Exercise aim: Filter the records down to the lines that contain the word "plank", and copy each such line in full.

Records for the exercise:

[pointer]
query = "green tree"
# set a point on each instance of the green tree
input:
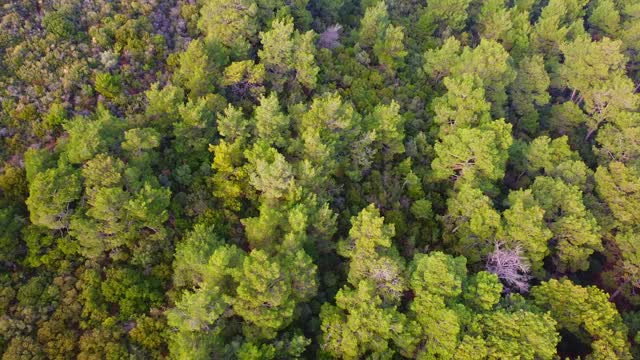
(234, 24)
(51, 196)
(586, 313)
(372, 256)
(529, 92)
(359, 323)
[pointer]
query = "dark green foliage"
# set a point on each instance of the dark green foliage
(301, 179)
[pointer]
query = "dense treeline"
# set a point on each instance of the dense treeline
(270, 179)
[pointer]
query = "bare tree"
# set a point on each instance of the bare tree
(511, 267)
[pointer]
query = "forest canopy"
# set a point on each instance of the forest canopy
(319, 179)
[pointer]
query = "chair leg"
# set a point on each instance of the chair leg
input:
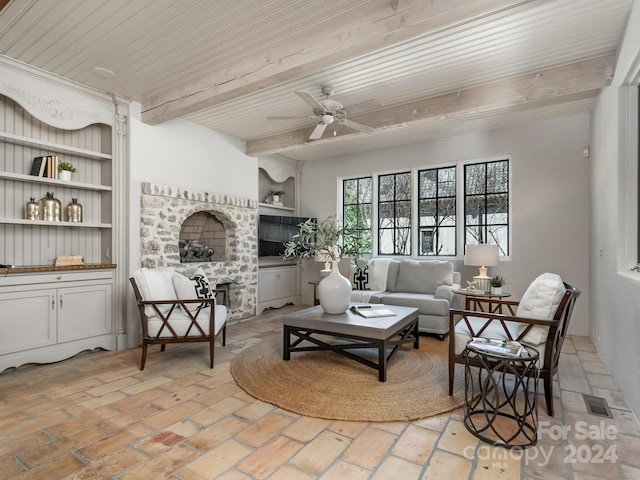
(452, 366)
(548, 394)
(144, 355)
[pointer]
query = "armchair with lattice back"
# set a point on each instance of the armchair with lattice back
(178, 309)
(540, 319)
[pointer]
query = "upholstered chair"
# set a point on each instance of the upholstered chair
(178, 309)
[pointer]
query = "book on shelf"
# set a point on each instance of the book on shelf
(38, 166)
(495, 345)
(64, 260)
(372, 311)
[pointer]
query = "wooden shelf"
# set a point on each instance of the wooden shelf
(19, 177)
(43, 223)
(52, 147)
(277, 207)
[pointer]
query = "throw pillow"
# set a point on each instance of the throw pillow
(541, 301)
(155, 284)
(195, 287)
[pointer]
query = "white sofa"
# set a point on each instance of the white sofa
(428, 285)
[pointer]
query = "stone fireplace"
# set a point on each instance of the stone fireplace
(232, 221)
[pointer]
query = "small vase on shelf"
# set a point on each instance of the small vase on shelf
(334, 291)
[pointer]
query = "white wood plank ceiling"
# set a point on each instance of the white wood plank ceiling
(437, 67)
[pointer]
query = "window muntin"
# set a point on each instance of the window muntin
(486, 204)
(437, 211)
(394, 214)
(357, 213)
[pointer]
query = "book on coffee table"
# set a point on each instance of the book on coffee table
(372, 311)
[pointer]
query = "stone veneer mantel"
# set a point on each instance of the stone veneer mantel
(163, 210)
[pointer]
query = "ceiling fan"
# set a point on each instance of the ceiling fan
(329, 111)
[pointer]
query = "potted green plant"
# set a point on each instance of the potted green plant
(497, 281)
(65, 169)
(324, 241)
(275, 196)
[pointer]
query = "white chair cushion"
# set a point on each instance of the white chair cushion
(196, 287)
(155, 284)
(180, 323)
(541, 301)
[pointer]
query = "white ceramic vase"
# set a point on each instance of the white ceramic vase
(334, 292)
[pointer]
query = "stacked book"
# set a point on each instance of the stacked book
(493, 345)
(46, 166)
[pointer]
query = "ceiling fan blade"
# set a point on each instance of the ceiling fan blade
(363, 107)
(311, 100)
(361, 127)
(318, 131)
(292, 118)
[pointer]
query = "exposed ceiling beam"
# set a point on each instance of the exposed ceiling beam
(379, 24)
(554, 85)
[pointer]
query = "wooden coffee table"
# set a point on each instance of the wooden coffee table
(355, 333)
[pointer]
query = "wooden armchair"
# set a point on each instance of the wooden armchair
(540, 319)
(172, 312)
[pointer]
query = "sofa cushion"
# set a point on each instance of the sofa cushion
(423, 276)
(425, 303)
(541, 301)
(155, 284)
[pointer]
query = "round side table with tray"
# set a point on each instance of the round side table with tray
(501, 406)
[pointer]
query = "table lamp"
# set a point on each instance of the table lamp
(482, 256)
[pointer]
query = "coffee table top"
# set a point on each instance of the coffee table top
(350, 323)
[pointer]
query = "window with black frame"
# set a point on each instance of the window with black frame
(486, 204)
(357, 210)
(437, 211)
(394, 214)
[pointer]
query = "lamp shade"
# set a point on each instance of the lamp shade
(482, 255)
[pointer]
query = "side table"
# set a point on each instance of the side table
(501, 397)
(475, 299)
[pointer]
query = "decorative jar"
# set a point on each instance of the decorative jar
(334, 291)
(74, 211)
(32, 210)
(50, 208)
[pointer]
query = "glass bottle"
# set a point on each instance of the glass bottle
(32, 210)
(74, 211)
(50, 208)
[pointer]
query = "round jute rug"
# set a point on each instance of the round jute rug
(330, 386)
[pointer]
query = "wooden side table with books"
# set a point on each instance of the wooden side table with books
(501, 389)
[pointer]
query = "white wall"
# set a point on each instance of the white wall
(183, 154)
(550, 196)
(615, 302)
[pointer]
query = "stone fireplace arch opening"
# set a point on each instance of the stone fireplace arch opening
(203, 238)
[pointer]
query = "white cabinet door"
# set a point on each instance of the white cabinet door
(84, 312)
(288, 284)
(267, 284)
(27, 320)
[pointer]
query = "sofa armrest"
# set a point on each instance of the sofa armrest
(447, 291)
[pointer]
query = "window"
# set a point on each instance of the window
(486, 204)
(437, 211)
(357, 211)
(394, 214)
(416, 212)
* * *
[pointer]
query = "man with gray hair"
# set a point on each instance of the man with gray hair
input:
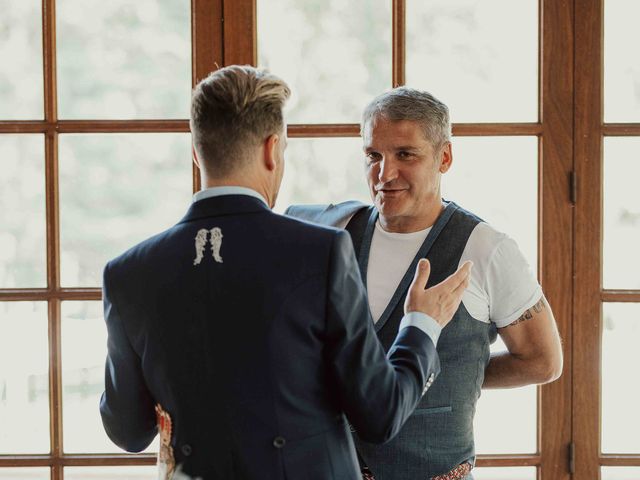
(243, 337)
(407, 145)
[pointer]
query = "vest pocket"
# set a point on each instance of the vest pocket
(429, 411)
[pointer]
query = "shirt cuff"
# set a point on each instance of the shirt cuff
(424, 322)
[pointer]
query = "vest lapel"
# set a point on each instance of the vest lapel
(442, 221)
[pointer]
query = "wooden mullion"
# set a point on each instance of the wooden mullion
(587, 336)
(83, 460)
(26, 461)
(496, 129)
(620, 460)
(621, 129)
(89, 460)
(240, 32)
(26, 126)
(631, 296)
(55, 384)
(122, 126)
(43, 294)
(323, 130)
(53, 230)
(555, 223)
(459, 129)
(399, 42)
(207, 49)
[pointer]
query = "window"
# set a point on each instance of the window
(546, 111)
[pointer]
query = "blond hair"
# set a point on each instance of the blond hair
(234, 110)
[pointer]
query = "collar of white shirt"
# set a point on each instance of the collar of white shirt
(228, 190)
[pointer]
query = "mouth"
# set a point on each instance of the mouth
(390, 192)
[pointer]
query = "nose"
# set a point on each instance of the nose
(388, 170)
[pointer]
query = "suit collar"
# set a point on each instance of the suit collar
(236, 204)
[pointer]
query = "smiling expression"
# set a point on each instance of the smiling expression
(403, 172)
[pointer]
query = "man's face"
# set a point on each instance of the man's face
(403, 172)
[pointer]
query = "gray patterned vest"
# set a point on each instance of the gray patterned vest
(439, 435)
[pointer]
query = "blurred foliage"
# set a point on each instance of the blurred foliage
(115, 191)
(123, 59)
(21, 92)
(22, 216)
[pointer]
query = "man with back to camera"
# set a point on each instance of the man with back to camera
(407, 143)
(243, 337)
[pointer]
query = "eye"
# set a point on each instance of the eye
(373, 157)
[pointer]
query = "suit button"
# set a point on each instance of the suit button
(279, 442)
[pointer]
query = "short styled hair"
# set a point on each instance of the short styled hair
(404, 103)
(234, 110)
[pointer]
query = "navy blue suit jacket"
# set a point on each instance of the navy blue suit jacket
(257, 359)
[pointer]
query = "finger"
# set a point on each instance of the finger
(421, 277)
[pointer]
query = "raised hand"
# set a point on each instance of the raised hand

The result:
query = "white wood plank ceiling"
# set a point on each instance of the white wood plank ceiling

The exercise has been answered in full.